▶ Directions for this task:
Write out the records word for word, with no pictures.

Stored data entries
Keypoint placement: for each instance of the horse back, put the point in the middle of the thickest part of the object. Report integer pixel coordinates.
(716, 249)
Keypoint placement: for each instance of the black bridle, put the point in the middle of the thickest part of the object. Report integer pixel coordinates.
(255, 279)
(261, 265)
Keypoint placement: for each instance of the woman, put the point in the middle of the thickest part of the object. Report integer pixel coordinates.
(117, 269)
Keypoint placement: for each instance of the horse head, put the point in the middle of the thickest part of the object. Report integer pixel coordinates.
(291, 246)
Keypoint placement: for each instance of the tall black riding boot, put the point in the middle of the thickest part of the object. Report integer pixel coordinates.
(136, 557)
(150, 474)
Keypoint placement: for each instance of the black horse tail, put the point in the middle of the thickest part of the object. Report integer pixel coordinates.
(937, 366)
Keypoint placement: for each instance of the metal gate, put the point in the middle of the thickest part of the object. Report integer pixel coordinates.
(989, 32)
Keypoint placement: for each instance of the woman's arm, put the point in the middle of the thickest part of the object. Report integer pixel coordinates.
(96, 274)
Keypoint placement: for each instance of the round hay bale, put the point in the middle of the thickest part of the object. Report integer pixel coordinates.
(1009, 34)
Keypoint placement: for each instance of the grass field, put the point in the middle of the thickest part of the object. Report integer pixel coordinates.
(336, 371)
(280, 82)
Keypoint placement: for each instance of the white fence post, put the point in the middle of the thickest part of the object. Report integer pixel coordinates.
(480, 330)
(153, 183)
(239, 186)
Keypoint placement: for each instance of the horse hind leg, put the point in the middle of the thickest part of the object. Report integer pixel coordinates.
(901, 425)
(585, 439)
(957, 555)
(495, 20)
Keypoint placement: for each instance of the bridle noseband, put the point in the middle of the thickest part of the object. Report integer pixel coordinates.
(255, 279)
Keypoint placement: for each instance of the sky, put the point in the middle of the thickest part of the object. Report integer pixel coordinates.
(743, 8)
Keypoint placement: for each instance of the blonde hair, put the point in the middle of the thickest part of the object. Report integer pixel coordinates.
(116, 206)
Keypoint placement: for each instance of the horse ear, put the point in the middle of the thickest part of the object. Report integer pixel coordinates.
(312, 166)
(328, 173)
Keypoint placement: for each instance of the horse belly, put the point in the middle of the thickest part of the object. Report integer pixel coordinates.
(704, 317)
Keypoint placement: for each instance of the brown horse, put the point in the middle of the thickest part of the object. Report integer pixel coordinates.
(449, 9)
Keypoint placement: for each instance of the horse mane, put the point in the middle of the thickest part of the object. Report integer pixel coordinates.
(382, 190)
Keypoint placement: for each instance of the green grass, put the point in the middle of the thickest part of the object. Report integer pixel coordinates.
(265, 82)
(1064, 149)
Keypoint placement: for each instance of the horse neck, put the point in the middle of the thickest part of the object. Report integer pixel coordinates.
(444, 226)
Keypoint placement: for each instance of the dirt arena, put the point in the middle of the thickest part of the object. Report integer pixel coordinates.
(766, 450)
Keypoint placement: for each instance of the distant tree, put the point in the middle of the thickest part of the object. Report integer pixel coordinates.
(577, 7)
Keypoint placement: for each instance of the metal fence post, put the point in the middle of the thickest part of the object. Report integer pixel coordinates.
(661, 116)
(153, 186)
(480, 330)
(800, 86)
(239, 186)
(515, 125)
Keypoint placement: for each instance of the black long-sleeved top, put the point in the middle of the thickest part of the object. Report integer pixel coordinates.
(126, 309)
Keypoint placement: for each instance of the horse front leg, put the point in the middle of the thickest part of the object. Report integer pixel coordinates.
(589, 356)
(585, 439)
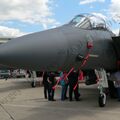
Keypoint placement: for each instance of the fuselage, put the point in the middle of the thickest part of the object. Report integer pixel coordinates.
(58, 48)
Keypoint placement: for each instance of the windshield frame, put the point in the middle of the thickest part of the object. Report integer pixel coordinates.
(101, 25)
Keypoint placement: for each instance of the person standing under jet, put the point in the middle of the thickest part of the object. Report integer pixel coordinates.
(45, 83)
(116, 78)
(51, 83)
(73, 80)
(64, 84)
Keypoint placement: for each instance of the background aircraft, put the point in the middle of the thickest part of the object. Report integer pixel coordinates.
(84, 37)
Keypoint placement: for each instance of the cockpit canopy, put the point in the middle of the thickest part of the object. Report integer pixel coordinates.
(89, 21)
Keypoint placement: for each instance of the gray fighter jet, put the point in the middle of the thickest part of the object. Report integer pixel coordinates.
(85, 39)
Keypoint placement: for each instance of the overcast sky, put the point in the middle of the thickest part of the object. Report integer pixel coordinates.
(18, 17)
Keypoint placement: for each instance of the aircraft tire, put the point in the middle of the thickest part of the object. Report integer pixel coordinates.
(102, 100)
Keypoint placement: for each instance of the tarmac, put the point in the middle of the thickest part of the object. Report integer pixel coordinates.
(18, 101)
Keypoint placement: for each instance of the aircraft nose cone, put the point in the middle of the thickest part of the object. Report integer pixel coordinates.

▶ Exercise result:
Keypoint placement: for each instance of the horse back, put the point in the middle of the thickest part of the object. Report integer pixel coordinates.
(716, 249)
Keypoint placement: for each instance of the black bridle, put the point in the middle of the thickest part of the object. Report integer pixel coordinates.
(255, 279)
(261, 265)
Keypoint placement: for each instance of the woman, put the point in the middle of the thickest part of the object. Report integer pixel coordinates.
(117, 269)
Keypoint placement: for each instance of the horse head, put the point in the middle of the thickest part of the object. Report integer pixel coordinates.
(291, 246)
Keypoint placement: for each instance of the tall black riding boot, put the point in the middle of the thickest part of the object. Report integer pixel coordinates.
(136, 557)
(150, 474)
Keypoint placement: for each instance of the black horse tail, put the point in the middle of the thickest part of the object. Report integer pixel coordinates.
(937, 366)
Keypoint placement: for each instance of the metal gate, put the point in the middle of the thickest part of the object. Report integer pixel coordinates.
(989, 32)
Keypoint placement: for each instance of the woman's arm, put the point in the middle of the thickest part of the object. Report integer pixel coordinates.
(96, 274)
Keypoint placement: for each instance of the round hay bale, put the point in the middle of the thickest part of the object. Report integer pixel coordinates.
(1009, 34)
Keypoint placement: for each instance of the grass field, put the point in the middle of the thickest part of the object. Report integer pixel coordinates.
(336, 371)
(280, 82)
Keypoint placement: for each instance of the white fence post, put the point in the middle of the thickest part of the object. Report integer pixel coordinates.
(480, 330)
(153, 183)
(239, 186)
Keypoint placement: for each instance of the horse hind leg, put the point in the middle of the thickest part of the object. Report integer pixel coordinates.
(901, 425)
(585, 439)
(957, 555)
(495, 20)
Keypoint placement: for each instance of the bridle noseband, put the point in the middle of the thickest part of the object. Report integer pixel coordinates.
(255, 279)
Keypoint placement: for each instance of the sky, put the point in the middle of the thickest part of the object. Report integer pixel coordinates.
(743, 8)
Keypoint placement: for each instance of the blonde hair, put the point in the middle of the thickest part of the object. Report integer pixel coordinates.
(116, 206)
Keypoint placement: for each instance of the horse ear, put the point in the middle of the thickest part of the object. Report integer pixel coordinates.
(312, 166)
(328, 173)
Keypoint placement: for each instance of the horse belly, put the point in the middle of the thickest part of the object. Report integer pixel coordinates.
(704, 317)
Keypoint placement: for each instance of the brown horse, put the point in the middle of the thickest part of the object. Report integer pixel coordinates.
(449, 9)
Keypoint placement: for each instance of the horse mane, put the point in the middle of the thickest part of the object. Report integer pixel coordinates.
(382, 190)
Keypoint placement: for each instance of the green grass, put the point in the middle of the thickest part of the object. Report integer pixel coordinates.
(265, 82)
(1064, 149)
Keypoint placement: for each instance of the horse neck, put the point in the middle of the thickest part of the object. Report integer pixel coordinates.
(444, 226)
Keypoint placement: for each instance of the dirt arena, put the point in the middle of the thickest part of the object. Report integer pixel coordinates.
(766, 450)
Keypoint placement: for each instance of the distant tree, put the point in the middle of the thickest part of the object. Report integer pixel coordinates.
(577, 7)
Keypoint placement: for each instance of the metal fence post, put the point in the middle of the thickest part of the object. Report integer pixel coordinates.
(661, 116)
(153, 186)
(480, 330)
(800, 86)
(239, 186)
(515, 125)
Keypoint placement: for each instance of the black long-sleeved top, put the point in the middle of the thickest part of the object. Report integer pixel coordinates.
(126, 309)
Keypoint placement: for each instance of the horse front leg, put the point in the middle of the thickest part of the object. Report integer pixel coordinates.
(589, 356)
(585, 439)
Keypoint placement: for each instance of the fuselage, put the point in the middle of the thickest part of the object. Report integer pixel coordinates.
(58, 48)
Keypoint placement: for each instance of the windshield frame, put the point in the middle of the thickest part of the object. Report integer pixel coordinates.
(101, 25)
Keypoint placement: for each instance of the person standing under jet, put the point in the middle of the thickest part of the object. Report integer pixel coordinates.
(45, 83)
(116, 78)
(51, 83)
(73, 80)
(64, 84)
Keypoint placement: for each instance of the background aircraft, put the point in the middle of the thickest part of the object. Report integer pixel coordinates.
(84, 37)
Keypoint placement: for each instance of the cockpit canopy, put the point in the middle of the thickest part of the object. Report integer pixel coordinates.
(89, 21)
Keypoint placement: for each instance of the gray fighter jet, put the point in the middle of the thickest part of the object. Report integer pixel coordinates.
(85, 39)
Keypoint placement: for each instance of the overcast sky, put the point in the middle of the thickest part of the object. Report integer pixel coordinates.
(18, 17)
Keypoint placement: for each instance of the aircraft tire, put the point in the middle of the thickest part of the object. Report integer pixel coordinates.
(102, 100)
Keypoint placement: for each instance of the tarmac, put the point in the middle of the thickest part of the object. Report integer pixel coordinates.
(18, 101)
Keypoint placement: for each instance of the aircraft nose cone, put the point in the middle of the thickest part of the object. Report integer pixel coordinates.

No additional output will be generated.